Collection entries
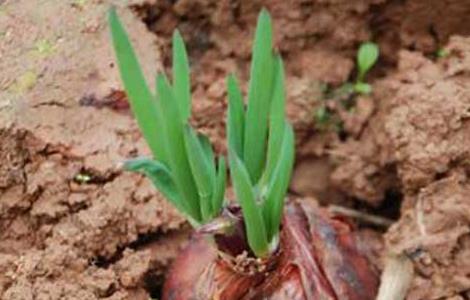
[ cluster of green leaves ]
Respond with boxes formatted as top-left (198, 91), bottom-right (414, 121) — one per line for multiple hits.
top-left (354, 42), bottom-right (379, 94)
top-left (109, 9), bottom-right (295, 257)
top-left (108, 9), bottom-right (227, 226)
top-left (226, 10), bottom-right (294, 257)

### EXERCISE INSTRUCTIONS
Put every line of the data above into a numbered list, skipping any blank lines. Leave the pictures out.

### ANSWER TO THE PROBLEM
1. [ cluster of green leaves ]
2. Respond with boxes formatted as top-left (198, 91), bottom-right (414, 121) — one per line for multiple hits.
3. top-left (354, 42), bottom-right (379, 94)
4. top-left (109, 9), bottom-right (295, 257)
5. top-left (108, 9), bottom-right (227, 226)
6. top-left (226, 10), bottom-right (294, 257)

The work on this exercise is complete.